═══ MATERIAL PROVIDED

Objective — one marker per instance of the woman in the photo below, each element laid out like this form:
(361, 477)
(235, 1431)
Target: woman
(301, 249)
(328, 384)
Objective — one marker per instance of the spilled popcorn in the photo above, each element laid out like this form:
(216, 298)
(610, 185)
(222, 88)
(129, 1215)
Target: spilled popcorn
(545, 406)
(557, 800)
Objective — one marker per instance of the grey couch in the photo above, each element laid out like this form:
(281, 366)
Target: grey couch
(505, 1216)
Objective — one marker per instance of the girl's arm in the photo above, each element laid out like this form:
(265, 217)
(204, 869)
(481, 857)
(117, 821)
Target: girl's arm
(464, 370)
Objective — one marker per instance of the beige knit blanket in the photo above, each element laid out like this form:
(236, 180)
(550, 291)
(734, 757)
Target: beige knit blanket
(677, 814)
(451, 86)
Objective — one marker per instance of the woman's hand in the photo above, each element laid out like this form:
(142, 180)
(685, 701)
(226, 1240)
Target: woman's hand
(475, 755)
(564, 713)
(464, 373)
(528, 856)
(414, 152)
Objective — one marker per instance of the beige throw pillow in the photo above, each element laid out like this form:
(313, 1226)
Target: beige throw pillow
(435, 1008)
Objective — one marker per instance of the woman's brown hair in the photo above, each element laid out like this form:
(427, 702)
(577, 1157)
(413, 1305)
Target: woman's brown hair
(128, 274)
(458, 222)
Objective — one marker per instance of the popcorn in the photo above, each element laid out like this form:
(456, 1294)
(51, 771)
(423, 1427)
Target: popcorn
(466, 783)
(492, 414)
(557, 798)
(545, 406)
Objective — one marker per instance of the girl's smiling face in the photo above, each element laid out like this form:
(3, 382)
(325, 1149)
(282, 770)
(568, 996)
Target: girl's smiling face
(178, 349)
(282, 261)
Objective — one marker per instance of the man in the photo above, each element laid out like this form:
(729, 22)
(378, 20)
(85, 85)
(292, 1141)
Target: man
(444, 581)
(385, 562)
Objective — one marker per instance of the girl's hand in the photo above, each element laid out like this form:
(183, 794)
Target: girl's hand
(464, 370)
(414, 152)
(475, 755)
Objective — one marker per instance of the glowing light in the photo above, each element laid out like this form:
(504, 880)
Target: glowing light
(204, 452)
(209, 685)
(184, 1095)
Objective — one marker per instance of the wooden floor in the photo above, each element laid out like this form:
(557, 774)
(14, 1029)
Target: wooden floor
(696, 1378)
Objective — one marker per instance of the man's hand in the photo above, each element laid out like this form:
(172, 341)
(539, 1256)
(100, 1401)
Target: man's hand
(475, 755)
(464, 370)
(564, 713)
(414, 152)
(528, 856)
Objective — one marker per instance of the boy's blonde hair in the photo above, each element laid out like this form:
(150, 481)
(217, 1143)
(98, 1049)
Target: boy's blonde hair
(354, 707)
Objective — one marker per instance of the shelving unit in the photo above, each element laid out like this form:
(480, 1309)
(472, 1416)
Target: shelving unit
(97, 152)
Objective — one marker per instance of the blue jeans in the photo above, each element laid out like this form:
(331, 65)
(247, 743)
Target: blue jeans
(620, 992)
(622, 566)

══════

* TASK TO COMPLETE:
Using the entries above, please restate each one word for word.

* EXERCISE RESULT:
Objective — one marker per instance of the woman in the photo below, each element laid out like this form:
(361, 477)
(235, 1431)
Target: woman
(301, 249)
(328, 384)
Objective — one marker per instance of the spilled popcorn in the photo above, each element laid out like this form:
(216, 298)
(610, 185)
(222, 88)
(129, 1215)
Target: spilled popcorn
(545, 406)
(557, 800)
Objective — one marker per instance of the grey couch in the photo above, each element laid out like this form:
(281, 366)
Target: grey couch
(505, 1216)
Objective — one marker per instance of the girl's arm in the photo above, each element laid out like this form:
(265, 217)
(204, 869)
(481, 857)
(117, 821)
Target: girl's arm
(464, 370)
Objective — one marker per instance of the beige knit blanket in the photo above, each element laid out like this form:
(236, 180)
(550, 291)
(734, 757)
Target: beige knit blanket
(677, 814)
(451, 86)
Objective — one marker per instance of the woman's hand in the photo above, each element laid out like this form:
(142, 180)
(685, 701)
(226, 1240)
Target: woman's hand
(475, 755)
(564, 713)
(464, 373)
(528, 856)
(414, 152)
Objective — one marker per instance of the beige throw pillow in the photo above, each element laid out like this form:
(313, 1226)
Target: beige throw pillow
(435, 1008)
Objective — one marker per instance of the woman's brown hair in the photo above, each element laid out like this form:
(427, 702)
(577, 1157)
(413, 1305)
Target: woman's brown hair
(128, 274)
(458, 222)
Objective — one marker per instance of the popcorn in the photo above, each element laid out like this form:
(456, 1294)
(51, 771)
(423, 1427)
Target: popcorn
(466, 783)
(492, 414)
(557, 798)
(545, 406)
Objective — one marker per instance of the girl's smiling face in the photo above, each element laid out like this form:
(3, 382)
(325, 1149)
(282, 770)
(568, 996)
Target: girl's smiling face
(178, 349)
(282, 261)
Objective — one marker per instance of the man in the photo above, each element laid out like this form:
(729, 22)
(378, 20)
(85, 85)
(292, 1141)
Target: man
(444, 581)
(385, 562)
Objective — one marker per instance of the girl's hand in the photo above, each element laid out like this form:
(183, 794)
Target: girl's hand
(464, 370)
(414, 152)
(475, 755)
Objective — one marker per instance of the glowing light in the photo above, each element laid out like this form:
(504, 880)
Target: glowing light
(204, 452)
(209, 685)
(184, 1095)
Objective — one marker per instance of the wooden floor in the photo above, each element laid out like this form:
(557, 774)
(14, 1029)
Target: wooden floor
(696, 1378)
Objective — one marker per instance of the man's hand in the photo above, each element laid out like this form:
(172, 341)
(539, 1256)
(100, 1401)
Target: man's hand
(475, 755)
(464, 370)
(564, 713)
(414, 152)
(528, 856)
Objective — one marker per instance of the boy's blonde hair in the photo above, each element laid out like this form:
(150, 481)
(217, 1143)
(98, 1049)
Target: boy's blonde hair
(354, 707)
Objective — one marker per instance of the shelving unit in the photo above, each element laid out like this form:
(480, 1309)
(472, 1416)
Target: shelving unit
(97, 152)
Objective — one marker per instance of the blue jeans in the photo above, each element laid out like this form:
(331, 65)
(247, 743)
Target: blue jeans
(620, 992)
(622, 566)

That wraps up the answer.